▽
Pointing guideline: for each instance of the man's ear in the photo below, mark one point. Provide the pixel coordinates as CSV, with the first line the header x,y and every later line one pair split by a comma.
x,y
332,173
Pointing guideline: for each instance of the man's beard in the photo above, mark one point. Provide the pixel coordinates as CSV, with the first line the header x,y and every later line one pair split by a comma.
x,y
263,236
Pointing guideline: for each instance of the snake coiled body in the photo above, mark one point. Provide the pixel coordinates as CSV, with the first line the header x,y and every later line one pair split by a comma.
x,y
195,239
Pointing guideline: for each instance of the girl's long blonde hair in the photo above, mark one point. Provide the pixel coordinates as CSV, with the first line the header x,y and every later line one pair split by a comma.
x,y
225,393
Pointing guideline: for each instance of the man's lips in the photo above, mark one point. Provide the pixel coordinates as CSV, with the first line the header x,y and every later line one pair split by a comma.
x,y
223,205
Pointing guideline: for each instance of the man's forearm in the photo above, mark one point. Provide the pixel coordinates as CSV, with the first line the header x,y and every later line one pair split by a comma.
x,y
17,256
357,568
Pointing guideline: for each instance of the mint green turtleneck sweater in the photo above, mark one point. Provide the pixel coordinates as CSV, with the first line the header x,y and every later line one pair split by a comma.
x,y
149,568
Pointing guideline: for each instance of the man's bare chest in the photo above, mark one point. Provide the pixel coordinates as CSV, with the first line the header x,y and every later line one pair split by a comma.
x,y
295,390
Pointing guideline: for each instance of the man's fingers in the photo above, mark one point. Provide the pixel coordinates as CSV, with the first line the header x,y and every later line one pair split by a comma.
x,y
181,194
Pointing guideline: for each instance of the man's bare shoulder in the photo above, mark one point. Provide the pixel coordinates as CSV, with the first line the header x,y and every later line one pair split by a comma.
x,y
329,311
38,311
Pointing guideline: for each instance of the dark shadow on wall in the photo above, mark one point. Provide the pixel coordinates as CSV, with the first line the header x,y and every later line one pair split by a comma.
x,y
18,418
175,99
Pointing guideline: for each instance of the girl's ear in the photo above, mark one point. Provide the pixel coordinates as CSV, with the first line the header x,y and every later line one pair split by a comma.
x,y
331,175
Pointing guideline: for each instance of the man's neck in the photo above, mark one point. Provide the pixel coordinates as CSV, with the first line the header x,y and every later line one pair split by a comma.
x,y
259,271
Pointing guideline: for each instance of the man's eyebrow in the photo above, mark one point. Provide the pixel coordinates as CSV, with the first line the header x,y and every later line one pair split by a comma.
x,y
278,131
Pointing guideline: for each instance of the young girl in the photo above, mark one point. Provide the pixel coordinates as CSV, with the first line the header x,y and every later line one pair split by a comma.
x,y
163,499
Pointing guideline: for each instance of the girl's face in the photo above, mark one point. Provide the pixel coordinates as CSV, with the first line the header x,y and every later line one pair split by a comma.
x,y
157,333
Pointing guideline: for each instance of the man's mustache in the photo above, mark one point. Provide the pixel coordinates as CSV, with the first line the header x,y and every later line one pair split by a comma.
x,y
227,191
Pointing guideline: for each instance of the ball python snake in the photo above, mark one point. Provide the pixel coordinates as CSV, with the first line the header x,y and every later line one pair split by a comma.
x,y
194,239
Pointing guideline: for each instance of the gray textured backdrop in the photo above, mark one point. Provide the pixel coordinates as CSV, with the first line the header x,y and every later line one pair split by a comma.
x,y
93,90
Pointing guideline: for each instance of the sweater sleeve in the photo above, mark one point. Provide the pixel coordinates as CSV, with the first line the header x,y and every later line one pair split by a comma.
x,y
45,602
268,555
△
*To do*
Quote the listing in full, please, keeping every line exact.

*Exercise solution*
Pointing guideline: for each instance of the man's ear in the photo below, mark one point. Provide the pixel coordinates as CSV, with the first line the header x,y and every later line one pair split by a comma.
x,y
332,173
Pointing guideline: for each instance of the man's beard in the photo above, mark one point. Provide the pixel coordinates as CSV, with the first line the header x,y and every later line one pair split by a comma.
x,y
263,236
Pointing guideline: for each instance of the snake coiled body in the photo above, mark one point. Provide the pixel coordinates as CSV, with the first line the header x,y and every later line one pair split by a comma.
x,y
195,239
Pointing guideline: for each instance of the girl's long blonde hair in the photo above, mark one point. Provide the pixel coordinates as CSV, with the first line the header x,y and every later line one pair split by a comma.
x,y
225,393
Pointing guideline: for each instance of the man's lips in the photo above, mark one point. Provide the pixel coordinates as CSV, with the first line the header x,y and every later line one pair split by a comma.
x,y
223,205
Pointing guideline: for each instance of the man's forearm in the photo above, mark one point. Provide the pixel coordinates as CSV, with the first line the header x,y and every later line one pair split by a comma.
x,y
17,256
357,568
Pointing guideline: for each instance of the mint green turtleneck sweater in the photo above, mark one point. Provide the pixel coordinates as CSV, with the first line the header x,y and every later line one pair split by a comma.
x,y
149,568
Pointing guideline: for each instance of the man's bare chest in the photo above, mark one point. Provide the pixel coordinates as CSV, with the first line the header x,y and every later line one pair split by a comma.
x,y
295,390
Pointing guideline: for each instance of the man's fingers in the photo above, mark one point. Provide the pixel coordinates as CSV, with the first line the header x,y and every later line one pair split by a comma.
x,y
181,194
Pointing guideline: for each instance of the man's bare shoulder in the photo above, mark one point. Provide the pixel coordinates as CSV, with the first line the header x,y and every later line one pair split by a comma.
x,y
329,311
38,311
Pointing guideline: for each instance of the dark shadow on wall in the photo above, mark one point. Provide the pixel coordinates as CSV, with the first line the header x,y and every later line one pair split by a comma.
x,y
18,418
175,99
Pointing guideline: for each instance of the girl's ear in the photo above, mark one point. Provide the pixel coordinates as CSV, with the first line the header x,y and every later line one pair split by a comma.
x,y
331,175
Pointing guideline: for each instance of the man's neck in the photo above, mark one point. Provide the pixel coordinates as CSV, with the first line the header x,y and every later line one pair split by a comma.
x,y
259,271
Pointing guideline: for each instance of the man's eyebrow in the photo above, mark one point. Provide the pixel coordinates as CSV, with the first line the header x,y and every later line one pair split by a comma.
x,y
278,131
Pointing guideline: for each instance of the young girl in the photo above, mark one point. Provide the pixel coordinates as CSV, with the first line the header x,y and every later line one pair split by a comma.
x,y
163,499
Pointing guideline: for each instance of the girl's face in the photo above, mark one point. Provide the pixel coordinates as CSV, with the first line the header x,y and every later line one pair split by a comma.
x,y
157,333
Pointing guideline: for each instance of the man's mustache in the photo above, mark one point. Provide the pixel coordinates as CSV, with the first line the header x,y and every later line one pair split by a comma.
x,y
227,191
Pointing guideline: for each instance of the ball python snake in the photo above, mark one point. Provide the pixel coordinates as CSV, with the first line the header x,y and every later line one pair split by a comma.
x,y
194,239
Pointing guideline: for each instance of the gray textured backdrop in the photo above, mark one point. Provide the pixel coordinates as CSV, with the first line the header x,y and every later line one pair split by a comma.
x,y
93,90
Pointing guideline: for each instance of the sweater sleeve in the photo above, mark one point. Provide the pixel coordinates as CSV, with the first line the header x,y and every later line one pair split by a comma.
x,y
45,602
268,555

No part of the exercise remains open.